[Supplied passage]
____
The road then took us to Houston, where a friend's mother cooked two different quiches for breakfast so that we could have choices. It took us to Austin, where I met a musical community I fell right into like family.

Magic in Rebecca Loebe's living room in Austin, Texas. We had a giant potluck and songwriters' circle. Photo cred: Raina Rose, phenomenal singer/songwriter/guitarist and friend.

Turned out there was a silver lining to that busted fuel pump. We had to depend on others to take care of us … and they DID. They showered us with food, space, love, kindness and songs.

Here's the message I’m receiving these days -- those who offer hospitality will receive it in return, tenfold. I think this is a Law of the Universe, so true that I'll even capitalize it. The Law of Hospitality is spiritual physics.
____
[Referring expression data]
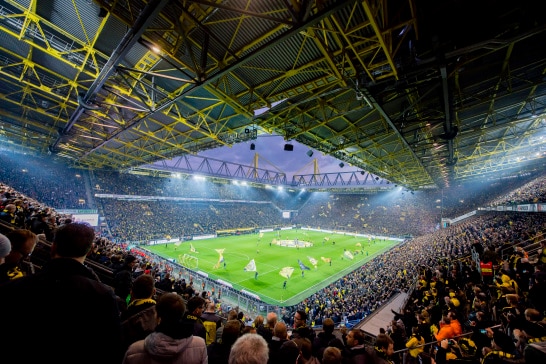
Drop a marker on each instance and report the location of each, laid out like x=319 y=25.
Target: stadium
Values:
x=379 y=166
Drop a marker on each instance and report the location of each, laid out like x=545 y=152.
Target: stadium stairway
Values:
x=383 y=316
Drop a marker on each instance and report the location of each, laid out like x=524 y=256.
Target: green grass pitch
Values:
x=271 y=258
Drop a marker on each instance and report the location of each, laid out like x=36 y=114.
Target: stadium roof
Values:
x=421 y=93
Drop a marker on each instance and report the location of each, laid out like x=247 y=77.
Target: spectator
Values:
x=331 y=355
x=355 y=351
x=290 y=352
x=17 y=263
x=211 y=322
x=58 y=314
x=5 y=248
x=8 y=214
x=415 y=346
x=172 y=341
x=300 y=326
x=219 y=351
x=323 y=339
x=249 y=349
x=139 y=319
x=39 y=225
x=123 y=280
x=267 y=330
x=232 y=315
x=280 y=336
x=196 y=306
x=306 y=351
x=382 y=350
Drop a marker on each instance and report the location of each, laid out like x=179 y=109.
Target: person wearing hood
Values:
x=172 y=341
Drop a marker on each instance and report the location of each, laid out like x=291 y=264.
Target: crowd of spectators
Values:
x=458 y=310
x=52 y=183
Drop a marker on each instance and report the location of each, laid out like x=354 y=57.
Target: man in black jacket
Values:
x=62 y=314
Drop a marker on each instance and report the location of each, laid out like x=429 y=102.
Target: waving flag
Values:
x=251 y=266
x=303 y=266
x=286 y=272
x=220 y=258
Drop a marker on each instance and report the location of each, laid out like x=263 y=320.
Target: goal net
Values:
x=189 y=261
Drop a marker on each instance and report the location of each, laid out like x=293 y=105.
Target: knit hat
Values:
x=5 y=246
x=503 y=341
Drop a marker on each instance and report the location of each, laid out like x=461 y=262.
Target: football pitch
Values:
x=324 y=256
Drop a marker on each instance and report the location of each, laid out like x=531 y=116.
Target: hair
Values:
x=280 y=330
x=231 y=332
x=195 y=302
x=305 y=346
x=249 y=349
x=290 y=352
x=271 y=319
x=143 y=287
x=358 y=335
x=232 y=315
x=248 y=330
x=331 y=355
x=303 y=314
x=533 y=314
x=73 y=240
x=382 y=341
x=328 y=325
x=259 y=320
x=211 y=306
x=19 y=237
x=170 y=308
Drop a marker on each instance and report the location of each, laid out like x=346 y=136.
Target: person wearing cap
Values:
x=63 y=313
x=123 y=280
x=8 y=213
x=355 y=351
x=542 y=253
x=172 y=341
x=251 y=349
x=502 y=350
x=300 y=326
x=139 y=319
x=17 y=263
x=5 y=248
x=192 y=317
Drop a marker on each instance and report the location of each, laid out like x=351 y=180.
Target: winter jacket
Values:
x=160 y=348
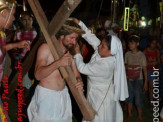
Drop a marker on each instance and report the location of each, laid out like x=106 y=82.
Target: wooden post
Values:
x=49 y=34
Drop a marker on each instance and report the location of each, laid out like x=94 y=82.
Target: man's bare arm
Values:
x=22 y=44
x=42 y=68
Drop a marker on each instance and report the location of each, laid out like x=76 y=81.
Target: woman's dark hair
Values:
x=134 y=38
x=108 y=40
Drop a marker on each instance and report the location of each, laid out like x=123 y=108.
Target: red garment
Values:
x=151 y=57
x=2 y=52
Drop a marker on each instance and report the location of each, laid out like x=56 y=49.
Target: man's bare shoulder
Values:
x=44 y=50
x=44 y=47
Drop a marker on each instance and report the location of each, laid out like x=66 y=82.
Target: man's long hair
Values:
x=69 y=27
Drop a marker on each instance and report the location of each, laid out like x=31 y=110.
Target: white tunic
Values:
x=100 y=79
x=50 y=106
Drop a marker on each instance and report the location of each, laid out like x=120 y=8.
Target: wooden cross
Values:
x=49 y=31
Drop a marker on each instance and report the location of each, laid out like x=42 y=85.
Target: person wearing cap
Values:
x=51 y=101
x=106 y=76
x=114 y=29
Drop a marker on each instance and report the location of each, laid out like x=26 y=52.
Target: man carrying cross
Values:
x=51 y=101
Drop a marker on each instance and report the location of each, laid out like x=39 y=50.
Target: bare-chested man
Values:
x=51 y=101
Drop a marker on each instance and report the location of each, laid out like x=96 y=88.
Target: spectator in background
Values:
x=153 y=61
x=135 y=62
x=114 y=29
x=7 y=11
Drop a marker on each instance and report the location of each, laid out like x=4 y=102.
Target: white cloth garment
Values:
x=50 y=106
x=100 y=72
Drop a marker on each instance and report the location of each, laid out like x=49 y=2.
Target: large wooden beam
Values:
x=26 y=66
x=86 y=109
x=66 y=9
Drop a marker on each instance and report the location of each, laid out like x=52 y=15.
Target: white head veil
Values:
x=120 y=82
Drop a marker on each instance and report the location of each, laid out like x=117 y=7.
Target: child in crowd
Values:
x=153 y=61
x=135 y=62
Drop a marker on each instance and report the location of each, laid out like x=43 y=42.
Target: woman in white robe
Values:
x=105 y=89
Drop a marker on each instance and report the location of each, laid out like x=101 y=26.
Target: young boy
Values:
x=135 y=62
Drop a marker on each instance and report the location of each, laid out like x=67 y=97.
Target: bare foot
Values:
x=128 y=119
x=141 y=120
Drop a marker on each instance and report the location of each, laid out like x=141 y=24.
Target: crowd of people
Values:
x=119 y=66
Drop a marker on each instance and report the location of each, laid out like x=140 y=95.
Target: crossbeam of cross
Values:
x=49 y=30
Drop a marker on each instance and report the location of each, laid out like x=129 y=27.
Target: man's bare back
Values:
x=50 y=78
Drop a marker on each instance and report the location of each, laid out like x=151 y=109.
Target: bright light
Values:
x=143 y=23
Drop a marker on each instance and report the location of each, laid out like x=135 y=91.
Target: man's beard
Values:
x=71 y=49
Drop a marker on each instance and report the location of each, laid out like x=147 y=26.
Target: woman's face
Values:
x=27 y=22
x=103 y=49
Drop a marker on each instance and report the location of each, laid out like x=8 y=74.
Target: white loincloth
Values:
x=50 y=106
____
[Activities]
1) Answer these questions from the road-trip passage.
(a) What did a friend's mother cook for breakfast in Houston?
(b) In whose living room did the potluck and songwriters' circle take place?
(c) What does the writer call the Law of Hospitality?
2) Write a continuation of the road-trip passage, starting after its final sentence.

[Answers to the exercises]
1)
(a) Two different quiches, so that they could have choices.
(b) Rebecca Loebe's living room in Austin, Texas.
(c) Spiritual physics.

2)
Confession: I can be tight-fisted and selfish, especially when I feel stressed out. When I believe there's not enough to go around, I hang on with white knuckles to my space and time and money. 

But I’ve met all kinds of people this summer who live rich lives and give so much away.

I want to be like that. I'm trying to be more like that every day -- to be in a sweet, trusting dance with the Universe.

A message from my favorite artist, Brian Andreas. Also, the way folks along the way made us feel.

Asking makes us vulnerable. Receiving makes us vulnerable. It can be tough. I often feel that I owe something in return. Maybe that’s what drives me to write so many thank-you notes. (That, and my mom’s sensible voice in my head.)

But I think this is the dance we are called to do. To ask ourselves and each other what we really need, and to open our hearts and our hands both to give and receive.

I wish boatloads of love, magic, and delight to you and yours,


Our New Home

It's official! 

Bringing baby home!

We moved into our new (to us) rig! On April 11, we bought a 2003 Damon Challenger down in Chatsworth, Georgia, from a family who had it sitting in their barn, beautifully cared-for, but unused. We're thrilled to get this baby back out on the road!

The day we bought the Challenger!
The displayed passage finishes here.